▶ [TRY IT]
From the passage on theatre designers below, copy word for word the part that opens with the words "As designers ourselves, we" and closes with "we can thrive.".

Now back to the present moment. The last year has been pretty terrible for all theatre artists, including designers. We are still in the midst of a global pandemic that is rapidly worsening. We are on the heels of a failed coup of white supremacists that practically waltzed into the United States Capitol. Everyone is holding some form of fear, grief, rage, or trauma, which is manifesting in so many different ways in our bodies, minds, hearts, and souls. People’s physical and fiscal well-beings are constantly threatened. The rate of unemployment for theatre designers is dangerously high. This moment in time has forced many people to leave the industry, temporarily or for good.
We have before us an opportunity for drastic and sustainable change. The pandemic and calls for racial justice have ignited fieldwide revolution and hopefully serious reformation. Theatremakers are being presented with a chance to reimagine the way our art form is made, both within and without the systems that are supposed to support the people and the work.
As designers ourselves, we believe designers are an essential part of the solution, co-creating a strategy for an equitable theatre ecosystem. This series aims to shine a light on the work being done and share what is achievable—in terms of fostering a truly reciprocal, supportive, collaborative industry—if designers are invited to contribute to the ongoing conversation about not only how we’ll return, but how we can proactively create a space where we can thrive.

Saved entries
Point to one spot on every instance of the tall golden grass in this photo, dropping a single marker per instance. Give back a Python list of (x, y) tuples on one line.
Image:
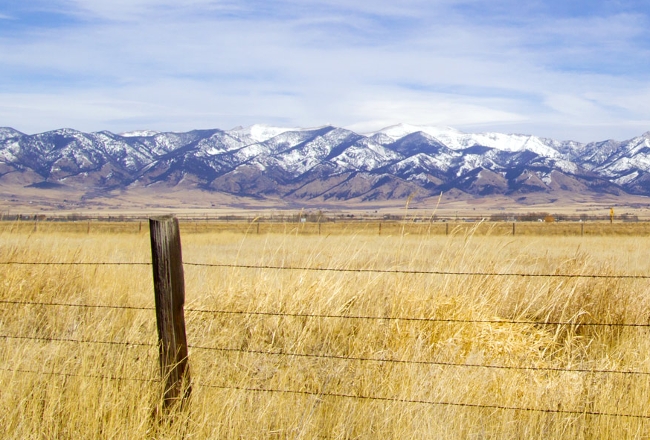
[(66, 389)]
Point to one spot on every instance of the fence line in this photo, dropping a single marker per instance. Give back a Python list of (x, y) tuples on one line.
[(424, 402), (337, 357), (54, 304), (69, 263), (421, 272), (86, 376), (334, 269), (79, 341), (410, 362), (329, 316), (441, 320)]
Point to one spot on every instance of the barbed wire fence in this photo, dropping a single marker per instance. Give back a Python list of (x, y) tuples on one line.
[(165, 370)]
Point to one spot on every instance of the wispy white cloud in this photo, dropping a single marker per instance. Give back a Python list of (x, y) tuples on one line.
[(122, 63)]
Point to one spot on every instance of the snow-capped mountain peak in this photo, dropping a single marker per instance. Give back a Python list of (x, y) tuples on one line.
[(326, 162)]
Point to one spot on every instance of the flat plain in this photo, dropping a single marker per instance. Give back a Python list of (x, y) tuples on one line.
[(422, 330)]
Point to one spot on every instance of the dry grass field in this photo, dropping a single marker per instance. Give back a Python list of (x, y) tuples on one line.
[(389, 355)]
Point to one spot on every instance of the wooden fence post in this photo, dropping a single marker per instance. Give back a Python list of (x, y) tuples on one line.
[(169, 289)]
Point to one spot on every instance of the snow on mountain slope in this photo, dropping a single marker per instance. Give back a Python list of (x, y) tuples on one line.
[(260, 132), (272, 160), (140, 133), (458, 140)]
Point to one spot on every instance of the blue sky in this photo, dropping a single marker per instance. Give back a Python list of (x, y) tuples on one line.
[(566, 69)]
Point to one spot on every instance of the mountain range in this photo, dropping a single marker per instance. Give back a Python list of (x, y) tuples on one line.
[(324, 164)]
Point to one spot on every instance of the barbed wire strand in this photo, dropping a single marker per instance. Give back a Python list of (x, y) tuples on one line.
[(323, 316), (57, 304), (69, 263), (330, 269), (87, 376), (411, 362), (79, 341), (424, 402), (420, 272), (395, 318)]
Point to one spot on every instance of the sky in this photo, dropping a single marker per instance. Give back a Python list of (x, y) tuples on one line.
[(569, 69)]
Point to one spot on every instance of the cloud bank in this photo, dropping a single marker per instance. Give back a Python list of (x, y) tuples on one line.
[(577, 71)]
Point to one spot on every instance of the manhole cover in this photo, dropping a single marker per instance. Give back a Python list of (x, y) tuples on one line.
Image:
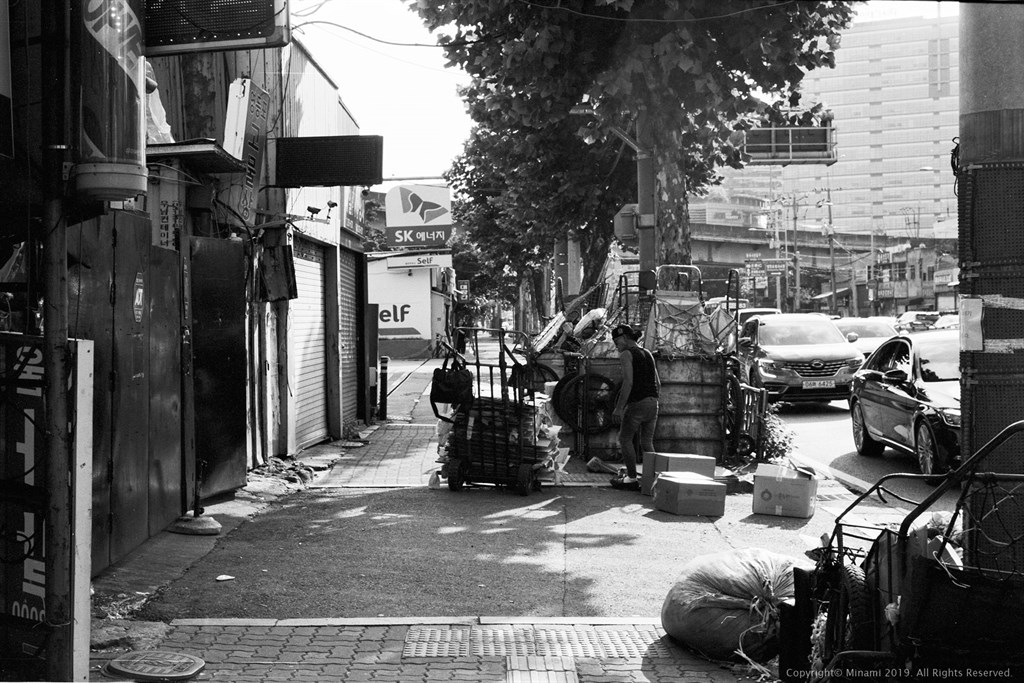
[(156, 666)]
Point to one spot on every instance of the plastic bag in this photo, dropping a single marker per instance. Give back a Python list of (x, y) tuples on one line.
[(727, 602), (452, 384)]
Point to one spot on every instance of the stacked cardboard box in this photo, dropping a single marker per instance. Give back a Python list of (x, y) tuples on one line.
[(784, 492), (673, 462), (688, 494)]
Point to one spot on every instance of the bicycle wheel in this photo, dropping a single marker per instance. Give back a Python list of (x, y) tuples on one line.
[(849, 624)]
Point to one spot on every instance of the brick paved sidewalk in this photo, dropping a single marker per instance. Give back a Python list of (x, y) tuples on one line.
[(397, 455), (441, 649)]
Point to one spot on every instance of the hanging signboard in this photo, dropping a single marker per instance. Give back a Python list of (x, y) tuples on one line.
[(416, 238), (419, 261), (418, 206), (775, 266)]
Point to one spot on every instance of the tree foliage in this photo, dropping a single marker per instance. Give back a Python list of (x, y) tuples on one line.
[(694, 71)]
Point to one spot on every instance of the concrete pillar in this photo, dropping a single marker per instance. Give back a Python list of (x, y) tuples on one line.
[(990, 179), (573, 281)]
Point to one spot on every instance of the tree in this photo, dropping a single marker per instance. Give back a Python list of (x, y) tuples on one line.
[(697, 70), (522, 188)]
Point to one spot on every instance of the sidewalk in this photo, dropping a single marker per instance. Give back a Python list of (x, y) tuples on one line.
[(399, 454), (467, 648)]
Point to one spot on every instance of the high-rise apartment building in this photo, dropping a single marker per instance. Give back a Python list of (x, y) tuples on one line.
[(894, 95)]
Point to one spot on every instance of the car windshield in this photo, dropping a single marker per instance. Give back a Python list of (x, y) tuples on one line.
[(791, 333), (865, 328), (939, 357)]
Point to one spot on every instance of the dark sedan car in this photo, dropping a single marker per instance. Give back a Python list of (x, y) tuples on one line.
[(906, 396)]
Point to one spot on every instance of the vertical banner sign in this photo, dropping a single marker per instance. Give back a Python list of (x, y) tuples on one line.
[(245, 138), (6, 111), (23, 466), (23, 507), (111, 164)]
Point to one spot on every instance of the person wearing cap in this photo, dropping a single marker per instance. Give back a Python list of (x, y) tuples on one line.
[(636, 407)]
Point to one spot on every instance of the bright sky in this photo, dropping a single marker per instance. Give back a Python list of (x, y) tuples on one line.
[(406, 93), (403, 93)]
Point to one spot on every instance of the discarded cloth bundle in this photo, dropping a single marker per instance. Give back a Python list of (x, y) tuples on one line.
[(727, 602)]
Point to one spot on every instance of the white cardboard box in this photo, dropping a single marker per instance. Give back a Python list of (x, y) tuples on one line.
[(688, 494), (653, 463), (784, 492)]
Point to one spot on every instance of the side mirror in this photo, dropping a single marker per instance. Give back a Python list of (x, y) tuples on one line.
[(870, 375), (895, 376)]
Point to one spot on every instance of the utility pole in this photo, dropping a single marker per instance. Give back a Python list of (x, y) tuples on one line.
[(796, 256), (56, 148), (832, 256), (646, 232)]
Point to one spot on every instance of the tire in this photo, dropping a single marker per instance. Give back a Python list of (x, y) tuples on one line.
[(733, 407), (849, 625), (865, 445), (456, 477), (556, 399), (531, 376), (524, 479), (599, 393), (930, 461)]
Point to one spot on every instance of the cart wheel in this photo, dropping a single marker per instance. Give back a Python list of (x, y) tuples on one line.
[(524, 480), (849, 625), (456, 478)]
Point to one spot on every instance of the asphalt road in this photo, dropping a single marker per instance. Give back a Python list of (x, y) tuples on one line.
[(823, 438)]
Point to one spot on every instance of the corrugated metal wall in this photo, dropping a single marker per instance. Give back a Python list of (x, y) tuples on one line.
[(308, 346), (348, 327)]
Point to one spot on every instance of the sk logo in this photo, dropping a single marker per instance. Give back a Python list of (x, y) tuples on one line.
[(413, 203)]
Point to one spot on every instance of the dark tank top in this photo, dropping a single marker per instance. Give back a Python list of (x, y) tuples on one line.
[(644, 385)]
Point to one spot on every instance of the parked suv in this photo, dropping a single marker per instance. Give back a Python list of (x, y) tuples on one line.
[(798, 357)]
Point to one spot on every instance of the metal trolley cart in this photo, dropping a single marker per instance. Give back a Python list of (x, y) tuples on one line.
[(940, 593), (503, 434)]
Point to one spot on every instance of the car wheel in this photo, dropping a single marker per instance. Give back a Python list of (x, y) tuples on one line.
[(861, 439), (929, 459)]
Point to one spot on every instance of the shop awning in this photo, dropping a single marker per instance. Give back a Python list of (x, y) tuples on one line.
[(824, 295)]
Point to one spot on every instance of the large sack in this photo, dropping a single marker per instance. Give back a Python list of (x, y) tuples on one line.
[(729, 601)]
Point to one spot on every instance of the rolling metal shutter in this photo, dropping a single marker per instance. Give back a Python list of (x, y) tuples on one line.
[(308, 346), (348, 343)]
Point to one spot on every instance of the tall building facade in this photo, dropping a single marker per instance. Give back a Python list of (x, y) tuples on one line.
[(894, 94)]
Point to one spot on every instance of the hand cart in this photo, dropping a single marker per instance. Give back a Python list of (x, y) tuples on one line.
[(896, 604), (503, 435)]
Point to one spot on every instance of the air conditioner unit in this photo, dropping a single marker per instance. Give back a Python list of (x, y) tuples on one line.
[(179, 27), (626, 223)]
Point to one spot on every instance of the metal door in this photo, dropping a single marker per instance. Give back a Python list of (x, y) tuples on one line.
[(218, 305), (166, 484), (308, 346)]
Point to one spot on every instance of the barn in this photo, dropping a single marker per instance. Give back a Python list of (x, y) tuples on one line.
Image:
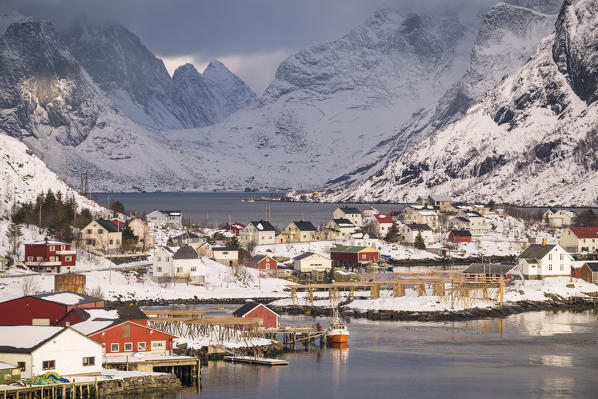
[(351, 257), (44, 309), (460, 236), (258, 310)]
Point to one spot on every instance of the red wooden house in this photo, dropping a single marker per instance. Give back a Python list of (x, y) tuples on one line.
[(44, 309), (264, 262), (234, 228), (50, 256), (257, 310), (460, 236)]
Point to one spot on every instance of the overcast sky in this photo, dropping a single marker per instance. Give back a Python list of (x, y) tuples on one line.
[(251, 37)]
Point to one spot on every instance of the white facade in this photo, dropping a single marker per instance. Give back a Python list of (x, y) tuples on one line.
[(257, 234), (312, 262), (555, 262), (158, 218), (67, 353), (165, 266)]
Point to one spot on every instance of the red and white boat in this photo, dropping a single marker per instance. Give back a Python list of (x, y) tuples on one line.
[(337, 333)]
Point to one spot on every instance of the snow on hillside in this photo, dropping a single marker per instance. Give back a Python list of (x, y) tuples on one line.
[(531, 140)]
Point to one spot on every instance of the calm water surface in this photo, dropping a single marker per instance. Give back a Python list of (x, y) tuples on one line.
[(531, 355), (217, 207)]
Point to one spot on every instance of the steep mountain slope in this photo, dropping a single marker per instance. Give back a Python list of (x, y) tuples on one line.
[(139, 85), (509, 35), (339, 98), (531, 140)]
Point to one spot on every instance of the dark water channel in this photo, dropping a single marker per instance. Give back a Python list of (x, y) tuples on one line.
[(531, 355)]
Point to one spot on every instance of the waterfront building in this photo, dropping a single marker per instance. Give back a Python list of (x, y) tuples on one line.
[(541, 260), (39, 349), (256, 310), (50, 256), (44, 309), (164, 217)]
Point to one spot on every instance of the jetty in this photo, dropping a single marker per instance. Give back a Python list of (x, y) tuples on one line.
[(256, 360)]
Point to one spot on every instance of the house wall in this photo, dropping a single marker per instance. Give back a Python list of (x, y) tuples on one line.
[(68, 350), (137, 334), (269, 319)]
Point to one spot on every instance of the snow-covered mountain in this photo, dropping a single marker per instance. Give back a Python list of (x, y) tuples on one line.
[(531, 140), (137, 82), (509, 35), (329, 103)]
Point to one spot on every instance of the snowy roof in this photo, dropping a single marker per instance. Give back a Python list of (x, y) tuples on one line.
[(383, 218), (25, 339), (67, 298), (585, 232), (263, 225)]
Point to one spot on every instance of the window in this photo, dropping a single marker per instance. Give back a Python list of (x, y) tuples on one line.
[(89, 361), (48, 364)]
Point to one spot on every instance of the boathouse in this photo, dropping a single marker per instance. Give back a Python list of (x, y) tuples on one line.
[(258, 310), (44, 309), (39, 349)]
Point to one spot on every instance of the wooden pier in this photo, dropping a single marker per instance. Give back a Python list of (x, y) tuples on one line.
[(256, 360)]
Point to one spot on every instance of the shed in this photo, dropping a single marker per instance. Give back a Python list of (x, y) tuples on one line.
[(44, 309), (258, 310)]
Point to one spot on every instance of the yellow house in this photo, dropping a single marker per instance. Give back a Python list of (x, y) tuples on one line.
[(102, 235), (300, 231)]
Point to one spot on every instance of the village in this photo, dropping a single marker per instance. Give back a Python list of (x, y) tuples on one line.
[(98, 292)]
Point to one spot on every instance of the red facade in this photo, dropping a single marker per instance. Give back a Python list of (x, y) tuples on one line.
[(22, 311), (131, 333), (267, 264), (50, 256), (269, 318), (459, 238)]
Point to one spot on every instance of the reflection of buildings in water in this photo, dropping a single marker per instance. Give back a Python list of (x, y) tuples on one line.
[(339, 354), (238, 376), (545, 324), (552, 360), (557, 387)]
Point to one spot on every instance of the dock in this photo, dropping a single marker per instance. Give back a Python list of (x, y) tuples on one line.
[(256, 360)]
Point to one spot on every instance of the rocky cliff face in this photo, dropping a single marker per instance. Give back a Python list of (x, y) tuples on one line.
[(531, 140), (137, 82), (508, 36)]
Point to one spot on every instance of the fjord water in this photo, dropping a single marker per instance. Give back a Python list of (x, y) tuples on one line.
[(530, 355), (219, 206)]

▶ [EXPECTED ANSWER]
As designers ourselves, we believe designers are an essential part of the solution, co-creating a strategy for an equitable theatre ecosystem. This series aims to shine a light on the work being done and share what is achievable—in terms of fostering a truly reciprocal, supportive, collaborative industry—if designers are invited to contribute to the ongoing conversation about not only how we’ll return, but how we can proactively create a space where we can thrive.